GEZEIGTER TEXTAUSZUG:
+===+
Thomas Rietzschel / 02.02.2020 / 11:00 / Foto: Olaf Kosinsky / 41 / Seite ausdrucken

Ansichten eines Banausen

Sobald Winfried Kretschmann den Mund aufmacht, weiß man woher er kommt, von ganz unten, aus dem Schwäbischen. Peinlich braucht ihm das nicht zu sein. Auch von seinem Landsmann Schiller heißt es, mündlich sei er seiner Herkunft stets verhaftet geblieben, ebenso wie nach ihm Eduard Mörike, Justinus Kerner, Gustav Schwab oder Ludwig Uhland.

Die „Schwäbische Dichterschule“ war eine Pflanzstätte genialer Geister. Als Großmeister des Deutschen ließen sie auf die Schriftsprache nichts kommen. Weil sie ihre Regeln beherrschten, konnte sie jeder verstehen, von Hamburg bis München, von Köln bis Königsberg. 

Der Tonfall der Rede war das eine, der schriftliche Ausdruck das andere. Daran hat sich über die Jahrhunderte nichts geändert. Obwohl auch Erich Kästner den Dresdner Singsang seiner Kindheit nie ganz ablegte, zählt das, was er schrieb, zu den Meisterleistungen deutscher Hochsprache. Nur wer ihrer mächtig ist, kann in größeren Zusammenhängen denken, komplizierte Sachverhalte verständlich erfassen, Gefühl und Ideen so festhalten, dass sie Andere zu erfassen vermögen. 

Ohne logischen Satzbau kein logischer Gedanke

Orthographie und Syntax, das Regelwerk unsere Sprache, ist ein Kulturgut, das es zu pflegen gilt, wenn wir uns weiter verstehen wollen. Kann doch schon ein falsch gesetztes Komma den Sinn der Aussage ins Gegenteil verkehren. Ohne logischen Satzbau kein logischer Gedanke. Die mangelnde Beherrschung der Rechtschreibung schlägt nicht nur auf den mündlichen Ausdruck zurück und zieht so ein Gestammel nach sich, dem jeder Dialog zum Opfer fällt. Mehr noch beschränkt sie das Denkvermögen.
+===+
GEGEBENE AUFLISTUNG:
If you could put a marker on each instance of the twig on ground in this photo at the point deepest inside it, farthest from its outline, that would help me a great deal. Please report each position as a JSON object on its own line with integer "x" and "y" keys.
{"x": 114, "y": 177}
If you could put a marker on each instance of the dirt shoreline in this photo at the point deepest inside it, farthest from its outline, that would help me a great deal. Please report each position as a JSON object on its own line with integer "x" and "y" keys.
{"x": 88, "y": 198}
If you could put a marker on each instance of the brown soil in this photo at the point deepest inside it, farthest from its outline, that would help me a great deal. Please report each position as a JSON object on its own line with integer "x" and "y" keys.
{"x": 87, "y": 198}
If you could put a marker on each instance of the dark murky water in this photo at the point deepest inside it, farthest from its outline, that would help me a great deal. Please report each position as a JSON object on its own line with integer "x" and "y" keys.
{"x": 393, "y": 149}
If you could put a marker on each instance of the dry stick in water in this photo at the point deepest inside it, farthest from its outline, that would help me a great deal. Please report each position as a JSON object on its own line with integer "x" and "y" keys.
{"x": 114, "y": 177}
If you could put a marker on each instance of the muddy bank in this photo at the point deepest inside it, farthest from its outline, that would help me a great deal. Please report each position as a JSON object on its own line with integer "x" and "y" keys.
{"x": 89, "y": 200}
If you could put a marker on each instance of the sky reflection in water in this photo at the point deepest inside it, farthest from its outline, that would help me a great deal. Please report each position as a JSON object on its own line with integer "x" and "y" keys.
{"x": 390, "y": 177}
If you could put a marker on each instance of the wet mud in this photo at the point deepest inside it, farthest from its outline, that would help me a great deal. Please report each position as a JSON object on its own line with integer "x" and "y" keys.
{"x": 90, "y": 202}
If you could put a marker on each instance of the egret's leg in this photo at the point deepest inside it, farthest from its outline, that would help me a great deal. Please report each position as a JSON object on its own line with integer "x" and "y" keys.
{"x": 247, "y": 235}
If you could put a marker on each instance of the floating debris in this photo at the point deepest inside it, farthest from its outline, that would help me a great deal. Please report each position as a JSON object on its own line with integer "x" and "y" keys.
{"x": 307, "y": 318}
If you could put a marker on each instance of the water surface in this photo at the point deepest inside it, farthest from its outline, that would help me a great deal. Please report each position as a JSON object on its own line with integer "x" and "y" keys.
+===+
AUFGABENSTELLUNG: Gib den Abschnitt des Textauszugs zwischen „Ansichten eines Banausen“ und „oder Ludwig Uhland.“, beide Stellen eingeschlossen, wortgetreu wieder.

KORREKTE AUSGABE:
Ansichten eines Banausen

Sobald Winfried Kretschmann den Mund aufmacht, weiß man woher er kommt, von ganz unten, aus dem Schwäbischen. Peinlich braucht ihm das nicht zu sein. Auch von seinem Landsmann Schiller heißt es, mündlich sei er seiner Herkunft stets verhaftet geblieben, ebenso wie nach ihm Eduard Mörike, Justinus Kerner, Gustav Schwab oder Ludwig Uhland.